Records excerpted from a collection:
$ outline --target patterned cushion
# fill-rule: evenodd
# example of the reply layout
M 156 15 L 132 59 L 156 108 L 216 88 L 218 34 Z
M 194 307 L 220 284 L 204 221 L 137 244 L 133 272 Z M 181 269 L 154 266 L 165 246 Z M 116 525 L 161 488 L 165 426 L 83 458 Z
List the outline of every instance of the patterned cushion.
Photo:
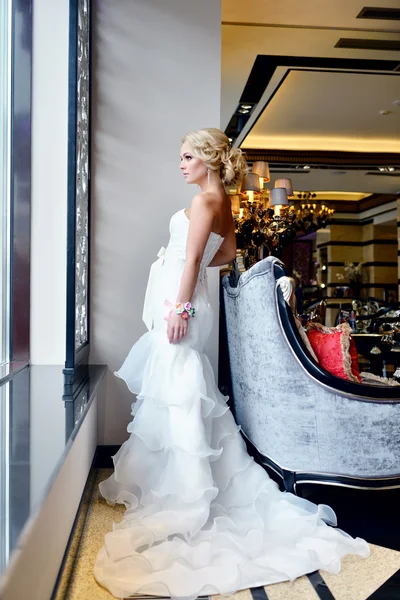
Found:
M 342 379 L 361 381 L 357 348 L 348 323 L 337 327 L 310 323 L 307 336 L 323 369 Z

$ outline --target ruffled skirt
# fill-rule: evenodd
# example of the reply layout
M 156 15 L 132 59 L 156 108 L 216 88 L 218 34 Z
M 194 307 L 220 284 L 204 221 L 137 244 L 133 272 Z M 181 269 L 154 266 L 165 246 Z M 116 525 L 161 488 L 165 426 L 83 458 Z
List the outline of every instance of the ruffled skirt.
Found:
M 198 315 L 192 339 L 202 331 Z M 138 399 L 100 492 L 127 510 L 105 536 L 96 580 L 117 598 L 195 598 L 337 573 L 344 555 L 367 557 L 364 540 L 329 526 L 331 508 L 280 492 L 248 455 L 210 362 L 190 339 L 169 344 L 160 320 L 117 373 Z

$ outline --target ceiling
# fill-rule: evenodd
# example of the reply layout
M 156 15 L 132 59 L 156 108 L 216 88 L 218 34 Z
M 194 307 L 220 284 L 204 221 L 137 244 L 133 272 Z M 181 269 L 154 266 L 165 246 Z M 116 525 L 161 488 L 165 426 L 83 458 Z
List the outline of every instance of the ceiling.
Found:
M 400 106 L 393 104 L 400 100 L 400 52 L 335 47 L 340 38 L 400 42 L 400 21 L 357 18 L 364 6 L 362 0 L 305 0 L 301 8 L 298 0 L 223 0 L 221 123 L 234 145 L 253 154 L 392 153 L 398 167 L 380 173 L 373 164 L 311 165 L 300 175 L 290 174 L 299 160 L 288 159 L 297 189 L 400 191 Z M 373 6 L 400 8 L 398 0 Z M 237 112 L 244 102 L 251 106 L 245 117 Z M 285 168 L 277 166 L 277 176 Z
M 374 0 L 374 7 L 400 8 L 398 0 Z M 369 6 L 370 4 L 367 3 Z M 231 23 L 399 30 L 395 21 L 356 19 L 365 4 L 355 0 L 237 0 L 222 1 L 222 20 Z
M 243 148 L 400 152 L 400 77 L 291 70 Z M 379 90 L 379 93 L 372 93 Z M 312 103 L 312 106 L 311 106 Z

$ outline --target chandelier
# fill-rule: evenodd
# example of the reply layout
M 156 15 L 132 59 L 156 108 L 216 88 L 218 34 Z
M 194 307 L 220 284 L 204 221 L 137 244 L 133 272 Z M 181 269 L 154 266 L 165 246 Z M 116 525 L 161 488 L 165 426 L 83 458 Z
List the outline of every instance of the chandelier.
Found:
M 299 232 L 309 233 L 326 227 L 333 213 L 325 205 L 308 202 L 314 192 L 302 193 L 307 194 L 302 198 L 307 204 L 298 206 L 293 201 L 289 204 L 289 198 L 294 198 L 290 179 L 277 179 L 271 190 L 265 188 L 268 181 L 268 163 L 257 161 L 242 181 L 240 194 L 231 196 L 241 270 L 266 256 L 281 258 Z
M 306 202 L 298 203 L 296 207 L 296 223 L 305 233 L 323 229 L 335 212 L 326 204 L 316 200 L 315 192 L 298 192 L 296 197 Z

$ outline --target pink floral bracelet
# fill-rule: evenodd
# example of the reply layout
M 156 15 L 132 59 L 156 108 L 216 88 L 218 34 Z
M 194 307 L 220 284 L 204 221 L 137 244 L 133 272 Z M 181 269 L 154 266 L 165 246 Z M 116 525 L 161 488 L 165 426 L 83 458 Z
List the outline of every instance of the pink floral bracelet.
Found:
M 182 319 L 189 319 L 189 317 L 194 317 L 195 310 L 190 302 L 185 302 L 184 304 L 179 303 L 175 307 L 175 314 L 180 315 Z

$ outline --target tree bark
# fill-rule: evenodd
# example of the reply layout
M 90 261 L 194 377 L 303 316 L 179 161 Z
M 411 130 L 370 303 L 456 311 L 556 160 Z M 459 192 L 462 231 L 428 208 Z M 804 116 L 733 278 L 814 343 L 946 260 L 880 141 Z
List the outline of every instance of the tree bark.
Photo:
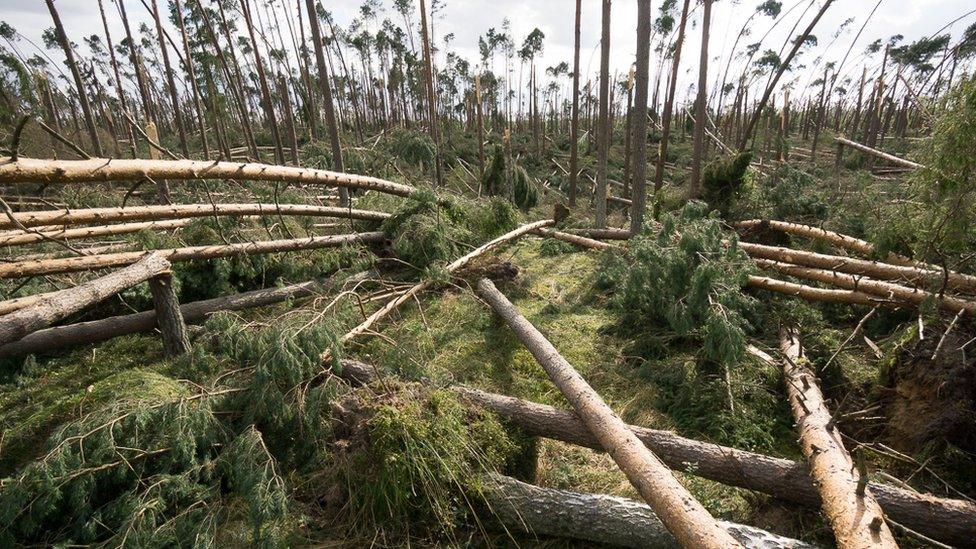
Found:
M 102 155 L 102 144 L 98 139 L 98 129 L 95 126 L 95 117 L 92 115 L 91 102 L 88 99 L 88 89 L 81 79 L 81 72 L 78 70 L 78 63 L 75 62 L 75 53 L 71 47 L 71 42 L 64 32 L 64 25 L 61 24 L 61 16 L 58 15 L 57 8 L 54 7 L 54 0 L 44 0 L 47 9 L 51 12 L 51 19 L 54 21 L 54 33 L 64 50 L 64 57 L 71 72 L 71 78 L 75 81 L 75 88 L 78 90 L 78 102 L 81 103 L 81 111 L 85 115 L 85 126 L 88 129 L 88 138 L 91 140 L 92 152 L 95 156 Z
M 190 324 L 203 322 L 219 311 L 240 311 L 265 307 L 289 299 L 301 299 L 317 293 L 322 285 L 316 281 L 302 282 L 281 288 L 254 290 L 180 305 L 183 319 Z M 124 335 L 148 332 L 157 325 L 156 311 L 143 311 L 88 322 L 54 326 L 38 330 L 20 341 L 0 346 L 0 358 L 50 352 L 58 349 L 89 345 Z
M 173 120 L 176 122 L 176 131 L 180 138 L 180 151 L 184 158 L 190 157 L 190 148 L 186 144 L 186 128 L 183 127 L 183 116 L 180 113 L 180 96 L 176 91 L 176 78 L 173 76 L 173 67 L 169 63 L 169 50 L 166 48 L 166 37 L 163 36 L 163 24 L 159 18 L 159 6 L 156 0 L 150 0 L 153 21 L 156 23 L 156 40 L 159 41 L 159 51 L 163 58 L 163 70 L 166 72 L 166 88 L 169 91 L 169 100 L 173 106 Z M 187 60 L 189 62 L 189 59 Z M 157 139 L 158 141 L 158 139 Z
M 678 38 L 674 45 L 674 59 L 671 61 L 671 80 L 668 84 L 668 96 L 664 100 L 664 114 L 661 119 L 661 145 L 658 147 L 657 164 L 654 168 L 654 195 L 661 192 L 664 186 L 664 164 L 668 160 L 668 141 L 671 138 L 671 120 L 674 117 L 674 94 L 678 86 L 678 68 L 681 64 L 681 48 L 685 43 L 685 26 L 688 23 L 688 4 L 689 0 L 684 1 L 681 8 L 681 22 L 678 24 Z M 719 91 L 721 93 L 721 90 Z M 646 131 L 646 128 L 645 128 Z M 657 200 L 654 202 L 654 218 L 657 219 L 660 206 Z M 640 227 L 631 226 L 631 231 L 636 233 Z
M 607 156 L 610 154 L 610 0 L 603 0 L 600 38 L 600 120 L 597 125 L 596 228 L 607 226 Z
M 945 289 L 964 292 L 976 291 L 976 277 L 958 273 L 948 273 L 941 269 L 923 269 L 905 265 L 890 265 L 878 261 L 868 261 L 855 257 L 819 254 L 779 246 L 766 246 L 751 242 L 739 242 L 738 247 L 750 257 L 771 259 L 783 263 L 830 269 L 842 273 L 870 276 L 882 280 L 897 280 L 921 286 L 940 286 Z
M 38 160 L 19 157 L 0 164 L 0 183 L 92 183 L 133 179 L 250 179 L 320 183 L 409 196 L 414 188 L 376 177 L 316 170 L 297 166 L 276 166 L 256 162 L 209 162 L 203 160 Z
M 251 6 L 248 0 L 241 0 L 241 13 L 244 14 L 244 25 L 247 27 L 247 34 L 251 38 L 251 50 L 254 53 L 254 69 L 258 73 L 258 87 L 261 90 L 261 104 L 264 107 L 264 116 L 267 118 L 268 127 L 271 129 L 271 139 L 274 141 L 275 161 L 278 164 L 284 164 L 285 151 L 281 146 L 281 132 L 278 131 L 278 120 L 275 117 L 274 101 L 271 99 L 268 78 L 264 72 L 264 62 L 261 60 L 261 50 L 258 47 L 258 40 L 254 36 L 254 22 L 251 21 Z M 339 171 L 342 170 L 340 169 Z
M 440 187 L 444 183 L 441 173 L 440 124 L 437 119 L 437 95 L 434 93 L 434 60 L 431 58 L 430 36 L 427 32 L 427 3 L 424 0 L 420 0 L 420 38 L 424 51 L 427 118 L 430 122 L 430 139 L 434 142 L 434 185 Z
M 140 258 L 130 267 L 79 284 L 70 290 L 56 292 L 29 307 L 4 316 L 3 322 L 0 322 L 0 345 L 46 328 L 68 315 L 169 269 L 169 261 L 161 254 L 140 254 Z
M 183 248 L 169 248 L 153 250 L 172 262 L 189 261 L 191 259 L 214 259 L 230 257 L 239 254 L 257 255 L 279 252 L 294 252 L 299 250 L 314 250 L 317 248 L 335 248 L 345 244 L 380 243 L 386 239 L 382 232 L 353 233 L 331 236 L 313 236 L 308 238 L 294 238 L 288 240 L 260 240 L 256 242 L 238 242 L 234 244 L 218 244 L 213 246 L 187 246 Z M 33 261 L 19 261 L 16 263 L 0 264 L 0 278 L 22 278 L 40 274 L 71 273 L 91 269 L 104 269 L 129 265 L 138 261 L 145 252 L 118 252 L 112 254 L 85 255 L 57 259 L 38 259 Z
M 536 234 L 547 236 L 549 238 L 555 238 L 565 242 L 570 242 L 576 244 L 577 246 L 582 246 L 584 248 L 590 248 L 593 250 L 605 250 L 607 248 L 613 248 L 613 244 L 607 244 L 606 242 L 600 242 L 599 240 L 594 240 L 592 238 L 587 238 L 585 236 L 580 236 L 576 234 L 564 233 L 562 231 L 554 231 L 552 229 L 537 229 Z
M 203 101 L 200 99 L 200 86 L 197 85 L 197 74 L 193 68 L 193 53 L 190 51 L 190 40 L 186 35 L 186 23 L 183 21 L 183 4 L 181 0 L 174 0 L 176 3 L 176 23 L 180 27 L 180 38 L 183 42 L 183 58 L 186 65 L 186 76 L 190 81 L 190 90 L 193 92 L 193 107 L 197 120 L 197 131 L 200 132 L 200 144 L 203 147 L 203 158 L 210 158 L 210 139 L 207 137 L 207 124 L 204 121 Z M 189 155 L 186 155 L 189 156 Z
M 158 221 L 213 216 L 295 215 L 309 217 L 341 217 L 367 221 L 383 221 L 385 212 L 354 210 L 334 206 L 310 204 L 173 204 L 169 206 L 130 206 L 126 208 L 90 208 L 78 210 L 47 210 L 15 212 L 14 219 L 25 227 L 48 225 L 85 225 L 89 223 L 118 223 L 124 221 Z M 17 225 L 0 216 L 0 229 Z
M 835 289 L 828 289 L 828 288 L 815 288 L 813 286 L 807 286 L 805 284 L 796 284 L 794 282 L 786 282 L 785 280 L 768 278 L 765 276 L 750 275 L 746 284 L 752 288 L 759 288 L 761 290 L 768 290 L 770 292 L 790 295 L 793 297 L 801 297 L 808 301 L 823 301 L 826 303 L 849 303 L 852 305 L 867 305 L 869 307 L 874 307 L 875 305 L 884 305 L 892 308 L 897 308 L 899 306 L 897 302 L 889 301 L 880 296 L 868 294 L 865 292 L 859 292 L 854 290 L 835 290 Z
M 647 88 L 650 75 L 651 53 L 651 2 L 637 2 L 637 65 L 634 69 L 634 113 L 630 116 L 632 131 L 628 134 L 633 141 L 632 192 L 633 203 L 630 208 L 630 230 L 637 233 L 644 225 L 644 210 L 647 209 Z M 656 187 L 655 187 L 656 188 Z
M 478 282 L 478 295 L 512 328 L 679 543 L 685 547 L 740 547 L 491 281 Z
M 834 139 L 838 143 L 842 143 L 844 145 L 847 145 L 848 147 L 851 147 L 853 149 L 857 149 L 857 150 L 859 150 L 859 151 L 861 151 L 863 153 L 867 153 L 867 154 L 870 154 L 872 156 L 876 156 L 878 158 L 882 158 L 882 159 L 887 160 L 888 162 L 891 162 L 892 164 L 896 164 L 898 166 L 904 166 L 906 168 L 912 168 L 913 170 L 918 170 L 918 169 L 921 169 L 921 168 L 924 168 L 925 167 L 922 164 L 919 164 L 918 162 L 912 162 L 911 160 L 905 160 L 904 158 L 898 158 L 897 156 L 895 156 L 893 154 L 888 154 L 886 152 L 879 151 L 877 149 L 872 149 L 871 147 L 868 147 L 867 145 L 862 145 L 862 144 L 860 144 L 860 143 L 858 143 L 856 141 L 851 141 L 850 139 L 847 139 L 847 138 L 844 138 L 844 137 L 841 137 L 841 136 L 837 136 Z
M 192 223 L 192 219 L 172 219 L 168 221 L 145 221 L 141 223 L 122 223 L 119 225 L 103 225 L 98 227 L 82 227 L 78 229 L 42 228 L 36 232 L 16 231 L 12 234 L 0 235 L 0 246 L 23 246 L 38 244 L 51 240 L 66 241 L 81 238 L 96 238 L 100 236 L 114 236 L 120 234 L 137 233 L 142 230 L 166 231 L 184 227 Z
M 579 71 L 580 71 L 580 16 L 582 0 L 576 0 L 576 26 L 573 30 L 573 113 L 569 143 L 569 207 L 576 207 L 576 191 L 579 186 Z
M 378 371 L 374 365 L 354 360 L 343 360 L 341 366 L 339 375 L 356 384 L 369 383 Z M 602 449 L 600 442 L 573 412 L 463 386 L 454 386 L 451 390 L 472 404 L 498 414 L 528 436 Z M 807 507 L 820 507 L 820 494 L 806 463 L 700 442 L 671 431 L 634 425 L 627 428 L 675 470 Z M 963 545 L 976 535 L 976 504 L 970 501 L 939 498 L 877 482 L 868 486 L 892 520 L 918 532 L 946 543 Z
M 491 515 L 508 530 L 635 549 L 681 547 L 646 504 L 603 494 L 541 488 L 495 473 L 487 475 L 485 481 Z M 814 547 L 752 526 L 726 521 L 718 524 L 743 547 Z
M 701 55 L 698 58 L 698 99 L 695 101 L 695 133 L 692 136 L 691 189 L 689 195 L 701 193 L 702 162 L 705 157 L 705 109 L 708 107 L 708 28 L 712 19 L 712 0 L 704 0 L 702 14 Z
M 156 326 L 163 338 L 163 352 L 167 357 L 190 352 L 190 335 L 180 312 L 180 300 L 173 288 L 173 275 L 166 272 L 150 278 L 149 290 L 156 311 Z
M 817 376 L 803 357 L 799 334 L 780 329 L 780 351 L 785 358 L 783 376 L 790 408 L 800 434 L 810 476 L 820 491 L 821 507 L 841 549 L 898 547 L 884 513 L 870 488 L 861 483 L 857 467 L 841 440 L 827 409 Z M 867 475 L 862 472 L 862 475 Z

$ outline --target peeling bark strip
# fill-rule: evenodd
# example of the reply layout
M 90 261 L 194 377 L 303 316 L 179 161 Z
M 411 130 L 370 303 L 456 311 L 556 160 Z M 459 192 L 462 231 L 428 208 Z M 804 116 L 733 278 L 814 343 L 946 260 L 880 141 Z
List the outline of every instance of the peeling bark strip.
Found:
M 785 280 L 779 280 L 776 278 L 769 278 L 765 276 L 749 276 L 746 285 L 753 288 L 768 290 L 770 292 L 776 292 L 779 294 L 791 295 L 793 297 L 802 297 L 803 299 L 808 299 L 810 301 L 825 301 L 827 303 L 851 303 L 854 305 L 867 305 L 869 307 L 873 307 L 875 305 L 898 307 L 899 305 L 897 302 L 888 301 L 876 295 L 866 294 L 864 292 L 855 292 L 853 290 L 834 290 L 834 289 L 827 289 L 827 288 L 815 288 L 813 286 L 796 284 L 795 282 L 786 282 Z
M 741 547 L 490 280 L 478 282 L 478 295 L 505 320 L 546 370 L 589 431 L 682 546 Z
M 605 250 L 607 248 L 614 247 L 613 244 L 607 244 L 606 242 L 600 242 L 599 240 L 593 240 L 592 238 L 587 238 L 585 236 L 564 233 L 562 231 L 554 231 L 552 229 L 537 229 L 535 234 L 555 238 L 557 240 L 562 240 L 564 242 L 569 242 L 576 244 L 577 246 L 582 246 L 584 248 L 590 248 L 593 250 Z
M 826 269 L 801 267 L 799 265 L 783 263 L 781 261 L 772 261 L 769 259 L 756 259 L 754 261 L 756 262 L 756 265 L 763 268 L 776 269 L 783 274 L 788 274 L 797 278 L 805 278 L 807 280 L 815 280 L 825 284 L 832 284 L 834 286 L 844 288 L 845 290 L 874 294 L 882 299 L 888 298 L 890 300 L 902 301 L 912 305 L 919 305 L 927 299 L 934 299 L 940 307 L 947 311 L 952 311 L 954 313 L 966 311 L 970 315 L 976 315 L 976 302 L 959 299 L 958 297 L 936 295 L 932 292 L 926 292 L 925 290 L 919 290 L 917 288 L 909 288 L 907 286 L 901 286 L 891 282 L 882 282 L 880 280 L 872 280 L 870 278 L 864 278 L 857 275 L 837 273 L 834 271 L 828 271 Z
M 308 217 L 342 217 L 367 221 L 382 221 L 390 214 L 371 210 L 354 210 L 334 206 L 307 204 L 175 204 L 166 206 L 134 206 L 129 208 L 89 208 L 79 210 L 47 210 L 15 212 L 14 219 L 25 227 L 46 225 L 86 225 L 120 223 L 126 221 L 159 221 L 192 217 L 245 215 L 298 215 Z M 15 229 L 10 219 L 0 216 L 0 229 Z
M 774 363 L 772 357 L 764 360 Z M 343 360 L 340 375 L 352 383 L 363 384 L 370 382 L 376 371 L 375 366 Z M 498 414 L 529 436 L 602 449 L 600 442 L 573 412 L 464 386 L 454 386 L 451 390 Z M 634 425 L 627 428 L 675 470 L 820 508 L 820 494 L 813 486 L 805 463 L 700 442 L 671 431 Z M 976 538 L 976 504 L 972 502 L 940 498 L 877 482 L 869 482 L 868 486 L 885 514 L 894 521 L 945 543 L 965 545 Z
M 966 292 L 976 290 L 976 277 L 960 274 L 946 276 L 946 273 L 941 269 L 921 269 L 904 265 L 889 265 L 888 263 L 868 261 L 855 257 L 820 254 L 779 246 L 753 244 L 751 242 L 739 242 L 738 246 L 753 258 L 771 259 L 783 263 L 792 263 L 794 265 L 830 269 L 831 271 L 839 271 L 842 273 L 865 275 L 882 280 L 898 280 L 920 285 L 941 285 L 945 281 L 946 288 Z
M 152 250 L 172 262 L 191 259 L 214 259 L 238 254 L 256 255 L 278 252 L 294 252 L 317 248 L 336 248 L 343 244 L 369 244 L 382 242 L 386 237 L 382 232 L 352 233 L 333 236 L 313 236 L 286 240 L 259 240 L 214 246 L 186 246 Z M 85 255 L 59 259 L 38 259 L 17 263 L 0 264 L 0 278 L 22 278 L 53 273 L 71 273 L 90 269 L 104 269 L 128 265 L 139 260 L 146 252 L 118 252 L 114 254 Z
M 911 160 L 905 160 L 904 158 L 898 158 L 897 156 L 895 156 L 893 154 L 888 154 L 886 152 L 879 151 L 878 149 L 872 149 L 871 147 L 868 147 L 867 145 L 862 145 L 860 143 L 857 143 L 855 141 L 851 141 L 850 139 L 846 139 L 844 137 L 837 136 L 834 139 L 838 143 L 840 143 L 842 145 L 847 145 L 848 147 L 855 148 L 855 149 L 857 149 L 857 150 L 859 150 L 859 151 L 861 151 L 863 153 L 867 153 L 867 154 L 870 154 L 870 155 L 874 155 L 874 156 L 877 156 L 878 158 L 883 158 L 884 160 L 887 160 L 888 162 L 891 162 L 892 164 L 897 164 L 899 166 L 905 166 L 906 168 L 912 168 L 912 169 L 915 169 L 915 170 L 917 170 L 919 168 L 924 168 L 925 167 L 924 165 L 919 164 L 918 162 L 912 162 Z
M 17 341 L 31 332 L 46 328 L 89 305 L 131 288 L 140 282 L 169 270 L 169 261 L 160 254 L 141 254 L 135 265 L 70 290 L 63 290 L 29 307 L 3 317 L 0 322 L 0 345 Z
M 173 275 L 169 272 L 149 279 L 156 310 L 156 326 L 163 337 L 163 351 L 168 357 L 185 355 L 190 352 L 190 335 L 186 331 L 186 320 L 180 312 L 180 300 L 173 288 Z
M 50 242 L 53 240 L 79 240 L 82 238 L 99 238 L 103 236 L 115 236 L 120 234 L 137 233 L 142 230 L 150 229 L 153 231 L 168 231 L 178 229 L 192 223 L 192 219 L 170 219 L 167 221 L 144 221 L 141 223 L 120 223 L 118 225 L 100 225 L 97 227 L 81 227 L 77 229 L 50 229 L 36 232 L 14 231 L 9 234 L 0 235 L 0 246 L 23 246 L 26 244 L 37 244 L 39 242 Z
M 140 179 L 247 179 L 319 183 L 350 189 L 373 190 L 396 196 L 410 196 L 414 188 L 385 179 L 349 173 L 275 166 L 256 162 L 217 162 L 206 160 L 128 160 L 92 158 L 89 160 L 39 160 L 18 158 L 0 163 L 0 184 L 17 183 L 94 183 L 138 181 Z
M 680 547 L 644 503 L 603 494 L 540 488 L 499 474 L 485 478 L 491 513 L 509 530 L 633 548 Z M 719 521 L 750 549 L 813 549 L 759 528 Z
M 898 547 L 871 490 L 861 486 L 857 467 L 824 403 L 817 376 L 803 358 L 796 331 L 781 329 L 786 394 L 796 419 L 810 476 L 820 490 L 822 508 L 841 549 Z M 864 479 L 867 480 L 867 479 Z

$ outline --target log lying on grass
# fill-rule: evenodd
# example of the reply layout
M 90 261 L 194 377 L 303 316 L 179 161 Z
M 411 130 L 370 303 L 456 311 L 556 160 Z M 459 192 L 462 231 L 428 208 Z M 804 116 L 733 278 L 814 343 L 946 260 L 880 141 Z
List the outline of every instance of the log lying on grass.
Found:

#### EXERCISE INSTRUCTIONS
Your job is to copy out every line from the records above that has the word "pink".

#### WRITTEN REPLY
$ outline --target pink floral bracelet
List the outline of every instance of the pink floral bracelet.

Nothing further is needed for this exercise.